TASK REQUIREMENTS ▸
Every line from the one with "[locate] taillight (one" through the end of the records below should be restated word for word, and nothing outside that span.

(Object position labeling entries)
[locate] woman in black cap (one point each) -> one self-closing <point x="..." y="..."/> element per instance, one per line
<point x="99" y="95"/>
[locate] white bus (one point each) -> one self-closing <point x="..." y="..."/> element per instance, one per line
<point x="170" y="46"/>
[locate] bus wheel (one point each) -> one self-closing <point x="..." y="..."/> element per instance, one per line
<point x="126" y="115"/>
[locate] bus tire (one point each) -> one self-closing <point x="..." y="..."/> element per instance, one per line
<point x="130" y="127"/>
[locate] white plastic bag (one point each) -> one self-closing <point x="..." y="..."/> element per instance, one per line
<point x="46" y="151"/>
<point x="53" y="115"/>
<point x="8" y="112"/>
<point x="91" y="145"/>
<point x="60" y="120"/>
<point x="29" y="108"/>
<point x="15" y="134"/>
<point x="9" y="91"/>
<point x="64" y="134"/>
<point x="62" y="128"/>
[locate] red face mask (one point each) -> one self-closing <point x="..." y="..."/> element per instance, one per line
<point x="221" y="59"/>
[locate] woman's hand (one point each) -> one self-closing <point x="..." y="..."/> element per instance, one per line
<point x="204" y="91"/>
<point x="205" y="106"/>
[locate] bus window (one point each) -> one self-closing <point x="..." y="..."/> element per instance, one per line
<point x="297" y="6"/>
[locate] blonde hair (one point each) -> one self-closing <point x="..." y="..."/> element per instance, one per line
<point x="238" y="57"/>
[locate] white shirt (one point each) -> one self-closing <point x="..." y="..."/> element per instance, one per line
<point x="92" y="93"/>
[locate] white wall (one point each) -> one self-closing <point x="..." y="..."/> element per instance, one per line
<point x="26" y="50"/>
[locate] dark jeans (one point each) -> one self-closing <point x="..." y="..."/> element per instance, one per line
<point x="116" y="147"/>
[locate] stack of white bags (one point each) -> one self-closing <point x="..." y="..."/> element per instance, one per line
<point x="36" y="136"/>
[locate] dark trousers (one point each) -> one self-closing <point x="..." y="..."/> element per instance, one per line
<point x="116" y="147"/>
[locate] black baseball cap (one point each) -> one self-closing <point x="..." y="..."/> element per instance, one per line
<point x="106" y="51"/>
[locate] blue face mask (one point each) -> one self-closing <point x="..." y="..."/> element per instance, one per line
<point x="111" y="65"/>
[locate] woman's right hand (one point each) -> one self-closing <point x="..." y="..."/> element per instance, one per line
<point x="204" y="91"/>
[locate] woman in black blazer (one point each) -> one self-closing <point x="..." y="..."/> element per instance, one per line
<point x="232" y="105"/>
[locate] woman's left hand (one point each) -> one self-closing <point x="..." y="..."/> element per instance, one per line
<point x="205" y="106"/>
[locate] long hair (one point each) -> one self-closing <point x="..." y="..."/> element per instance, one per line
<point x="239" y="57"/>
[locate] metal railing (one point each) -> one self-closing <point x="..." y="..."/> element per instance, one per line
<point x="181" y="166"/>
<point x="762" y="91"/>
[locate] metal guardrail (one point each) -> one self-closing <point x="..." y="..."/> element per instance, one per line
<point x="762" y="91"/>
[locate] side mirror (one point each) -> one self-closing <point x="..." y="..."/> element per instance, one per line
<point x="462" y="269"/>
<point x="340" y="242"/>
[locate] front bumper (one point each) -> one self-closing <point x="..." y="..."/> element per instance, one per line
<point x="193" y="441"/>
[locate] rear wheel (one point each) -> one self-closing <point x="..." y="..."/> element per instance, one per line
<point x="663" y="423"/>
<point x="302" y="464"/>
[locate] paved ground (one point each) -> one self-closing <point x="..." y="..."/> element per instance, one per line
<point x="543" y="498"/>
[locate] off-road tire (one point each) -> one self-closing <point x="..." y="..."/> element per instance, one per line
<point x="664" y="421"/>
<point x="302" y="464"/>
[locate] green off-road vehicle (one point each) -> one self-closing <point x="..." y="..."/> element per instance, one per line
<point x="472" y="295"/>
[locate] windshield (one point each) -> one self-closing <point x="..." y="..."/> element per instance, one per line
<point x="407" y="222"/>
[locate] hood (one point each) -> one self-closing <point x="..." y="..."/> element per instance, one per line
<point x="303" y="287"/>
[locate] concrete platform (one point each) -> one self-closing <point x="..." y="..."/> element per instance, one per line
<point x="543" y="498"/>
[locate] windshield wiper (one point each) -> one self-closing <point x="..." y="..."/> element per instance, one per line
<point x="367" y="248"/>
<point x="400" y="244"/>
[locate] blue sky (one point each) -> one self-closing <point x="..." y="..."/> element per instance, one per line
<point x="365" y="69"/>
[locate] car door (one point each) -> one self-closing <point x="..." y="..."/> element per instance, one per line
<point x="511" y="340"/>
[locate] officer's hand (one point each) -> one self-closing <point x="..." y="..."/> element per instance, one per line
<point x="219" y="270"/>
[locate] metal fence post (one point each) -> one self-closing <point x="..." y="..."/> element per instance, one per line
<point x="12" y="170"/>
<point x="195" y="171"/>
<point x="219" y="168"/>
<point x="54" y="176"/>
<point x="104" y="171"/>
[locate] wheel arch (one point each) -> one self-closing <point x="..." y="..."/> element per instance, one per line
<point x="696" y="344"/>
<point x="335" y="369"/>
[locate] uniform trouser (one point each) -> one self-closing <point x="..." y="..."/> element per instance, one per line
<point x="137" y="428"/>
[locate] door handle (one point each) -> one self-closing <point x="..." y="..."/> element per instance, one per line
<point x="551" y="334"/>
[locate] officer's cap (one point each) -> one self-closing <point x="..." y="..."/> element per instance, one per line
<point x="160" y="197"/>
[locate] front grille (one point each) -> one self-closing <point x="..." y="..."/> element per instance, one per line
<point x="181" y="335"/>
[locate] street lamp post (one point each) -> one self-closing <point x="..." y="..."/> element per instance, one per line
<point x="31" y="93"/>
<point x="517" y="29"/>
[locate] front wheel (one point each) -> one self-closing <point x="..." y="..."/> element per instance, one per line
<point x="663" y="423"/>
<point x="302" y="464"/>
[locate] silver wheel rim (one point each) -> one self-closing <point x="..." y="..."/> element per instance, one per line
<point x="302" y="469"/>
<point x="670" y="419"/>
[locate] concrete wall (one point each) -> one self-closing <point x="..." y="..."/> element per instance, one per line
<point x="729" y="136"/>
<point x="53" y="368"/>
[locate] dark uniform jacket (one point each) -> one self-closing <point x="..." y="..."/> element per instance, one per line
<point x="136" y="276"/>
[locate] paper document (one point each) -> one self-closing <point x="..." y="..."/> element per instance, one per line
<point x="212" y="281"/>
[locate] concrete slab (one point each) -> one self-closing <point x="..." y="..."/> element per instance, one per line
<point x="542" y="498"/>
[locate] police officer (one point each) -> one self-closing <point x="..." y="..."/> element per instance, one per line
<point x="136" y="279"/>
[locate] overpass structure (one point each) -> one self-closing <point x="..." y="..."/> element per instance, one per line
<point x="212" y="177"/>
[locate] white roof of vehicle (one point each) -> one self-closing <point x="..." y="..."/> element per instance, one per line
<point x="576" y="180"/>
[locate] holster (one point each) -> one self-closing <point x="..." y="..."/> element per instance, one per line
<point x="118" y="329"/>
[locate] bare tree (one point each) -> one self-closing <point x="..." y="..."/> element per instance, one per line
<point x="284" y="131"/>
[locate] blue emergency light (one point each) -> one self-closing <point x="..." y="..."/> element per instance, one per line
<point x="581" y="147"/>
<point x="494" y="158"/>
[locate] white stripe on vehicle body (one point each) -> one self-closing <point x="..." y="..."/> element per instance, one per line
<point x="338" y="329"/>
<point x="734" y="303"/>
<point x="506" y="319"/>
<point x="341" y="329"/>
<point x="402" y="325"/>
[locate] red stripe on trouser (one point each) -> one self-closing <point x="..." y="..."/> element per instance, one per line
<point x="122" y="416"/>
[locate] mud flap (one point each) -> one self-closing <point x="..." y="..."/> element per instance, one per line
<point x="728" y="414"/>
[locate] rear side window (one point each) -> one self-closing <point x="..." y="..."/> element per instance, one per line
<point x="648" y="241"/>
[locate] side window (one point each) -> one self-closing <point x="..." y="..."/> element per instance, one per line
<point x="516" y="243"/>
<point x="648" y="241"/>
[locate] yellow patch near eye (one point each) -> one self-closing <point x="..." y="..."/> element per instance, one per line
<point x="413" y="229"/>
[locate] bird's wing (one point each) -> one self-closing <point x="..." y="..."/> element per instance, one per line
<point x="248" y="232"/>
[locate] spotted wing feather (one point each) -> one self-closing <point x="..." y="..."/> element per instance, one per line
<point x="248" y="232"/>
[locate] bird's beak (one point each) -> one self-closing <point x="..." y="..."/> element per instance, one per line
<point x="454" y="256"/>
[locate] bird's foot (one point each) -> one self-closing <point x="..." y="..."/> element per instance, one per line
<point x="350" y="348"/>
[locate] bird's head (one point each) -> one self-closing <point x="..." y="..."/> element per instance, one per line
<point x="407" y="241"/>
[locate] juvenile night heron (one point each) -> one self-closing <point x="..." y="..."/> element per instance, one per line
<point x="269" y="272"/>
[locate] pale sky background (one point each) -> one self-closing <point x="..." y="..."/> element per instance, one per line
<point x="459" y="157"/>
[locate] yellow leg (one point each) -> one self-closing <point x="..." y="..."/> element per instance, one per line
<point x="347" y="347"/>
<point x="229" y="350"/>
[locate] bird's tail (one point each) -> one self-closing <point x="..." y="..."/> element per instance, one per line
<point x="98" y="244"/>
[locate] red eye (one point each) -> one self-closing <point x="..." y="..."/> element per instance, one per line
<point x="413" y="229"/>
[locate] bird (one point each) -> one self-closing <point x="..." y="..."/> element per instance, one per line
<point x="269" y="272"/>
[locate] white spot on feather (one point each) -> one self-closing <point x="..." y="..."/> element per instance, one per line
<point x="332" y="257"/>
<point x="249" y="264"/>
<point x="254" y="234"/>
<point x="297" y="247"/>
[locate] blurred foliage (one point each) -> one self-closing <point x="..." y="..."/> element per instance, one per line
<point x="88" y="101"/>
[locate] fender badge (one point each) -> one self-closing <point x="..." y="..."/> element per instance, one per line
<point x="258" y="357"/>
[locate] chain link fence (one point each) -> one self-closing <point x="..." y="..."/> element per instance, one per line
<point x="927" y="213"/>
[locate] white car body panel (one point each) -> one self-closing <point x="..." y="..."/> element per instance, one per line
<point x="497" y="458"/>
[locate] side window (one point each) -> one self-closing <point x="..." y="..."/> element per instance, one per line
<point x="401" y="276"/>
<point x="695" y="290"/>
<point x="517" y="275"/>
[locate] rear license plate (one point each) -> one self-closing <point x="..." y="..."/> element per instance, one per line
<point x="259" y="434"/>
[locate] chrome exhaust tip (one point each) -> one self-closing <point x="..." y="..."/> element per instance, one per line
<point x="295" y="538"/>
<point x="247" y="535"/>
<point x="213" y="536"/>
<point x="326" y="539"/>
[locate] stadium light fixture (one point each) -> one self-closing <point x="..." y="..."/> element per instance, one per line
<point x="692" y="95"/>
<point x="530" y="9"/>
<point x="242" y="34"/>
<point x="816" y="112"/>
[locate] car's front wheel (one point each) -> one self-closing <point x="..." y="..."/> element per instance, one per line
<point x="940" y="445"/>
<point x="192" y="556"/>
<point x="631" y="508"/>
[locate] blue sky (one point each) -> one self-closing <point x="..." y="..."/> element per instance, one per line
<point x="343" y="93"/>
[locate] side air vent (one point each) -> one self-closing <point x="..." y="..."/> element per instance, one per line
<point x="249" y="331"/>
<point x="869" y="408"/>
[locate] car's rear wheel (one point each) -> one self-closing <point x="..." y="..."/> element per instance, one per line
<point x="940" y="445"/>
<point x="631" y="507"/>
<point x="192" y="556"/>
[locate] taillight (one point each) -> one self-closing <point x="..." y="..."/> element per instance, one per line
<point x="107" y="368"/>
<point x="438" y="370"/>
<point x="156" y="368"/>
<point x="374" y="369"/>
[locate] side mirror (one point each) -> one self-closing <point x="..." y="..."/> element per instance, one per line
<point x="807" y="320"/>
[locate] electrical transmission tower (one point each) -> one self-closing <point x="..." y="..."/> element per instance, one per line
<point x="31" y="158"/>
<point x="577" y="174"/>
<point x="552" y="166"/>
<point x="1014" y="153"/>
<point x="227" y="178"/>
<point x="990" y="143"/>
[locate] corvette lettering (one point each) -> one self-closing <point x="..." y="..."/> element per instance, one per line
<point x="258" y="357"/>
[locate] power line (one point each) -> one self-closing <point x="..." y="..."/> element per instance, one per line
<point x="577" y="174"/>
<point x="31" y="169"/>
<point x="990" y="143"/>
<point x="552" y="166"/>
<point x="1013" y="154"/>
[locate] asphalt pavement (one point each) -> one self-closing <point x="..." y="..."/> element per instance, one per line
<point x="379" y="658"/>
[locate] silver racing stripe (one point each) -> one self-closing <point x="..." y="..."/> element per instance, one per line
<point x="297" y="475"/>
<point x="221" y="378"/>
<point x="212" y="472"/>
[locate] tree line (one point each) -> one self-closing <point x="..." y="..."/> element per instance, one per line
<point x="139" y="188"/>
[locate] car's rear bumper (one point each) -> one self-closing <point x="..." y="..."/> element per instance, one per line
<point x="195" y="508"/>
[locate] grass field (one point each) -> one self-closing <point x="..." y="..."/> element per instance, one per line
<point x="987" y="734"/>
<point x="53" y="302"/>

CORRECT RESPONSE ▸
[locate] taillight (one point each) -> one self-closing <point x="..." y="..."/> element per instance, one per line
<point x="107" y="368"/>
<point x="438" y="370"/>
<point x="156" y="368"/>
<point x="374" y="369"/>
[locate] side mirror (one point each) -> one self-closing <point x="..." y="..."/> element per instance, one per line
<point x="807" y="320"/>
[locate] electrical transmission tower (one point each) -> one self-closing <point x="..." y="..."/> element per instance, one per line
<point x="31" y="158"/>
<point x="577" y="174"/>
<point x="552" y="166"/>
<point x="1014" y="153"/>
<point x="227" y="178"/>
<point x="990" y="143"/>
[locate] corvette lettering (one point each) -> one self-closing <point x="..." y="..."/> element per instance, one per line
<point x="258" y="357"/>
[locate] power line (one point each) -> one self-closing <point x="..." y="..."/> element per instance, one per line
<point x="577" y="174"/>
<point x="31" y="169"/>
<point x="990" y="143"/>
<point x="552" y="166"/>
<point x="1013" y="154"/>
[locate] asphalt pavement (one point each) -> one self-closing <point x="..." y="..."/> element per instance, one per line
<point x="379" y="658"/>
[locate] silver racing stripe (one point each) -> one self-closing <point x="..." y="..."/> element per instance, one per line
<point x="297" y="475"/>
<point x="221" y="378"/>
<point x="212" y="472"/>
[locate] tree line (one point each) -> one self-closing <point x="..." y="..."/> element per instance, one per line
<point x="139" y="188"/>
[locate] car's rear bumper (one point each) -> one self-closing <point x="..." y="..."/> element per instance, one per line
<point x="195" y="508"/>
[locate] grass field (one point each) -> one self-closing <point x="..." y="..."/> element per instance, one per line
<point x="987" y="734"/>
<point x="53" y="302"/>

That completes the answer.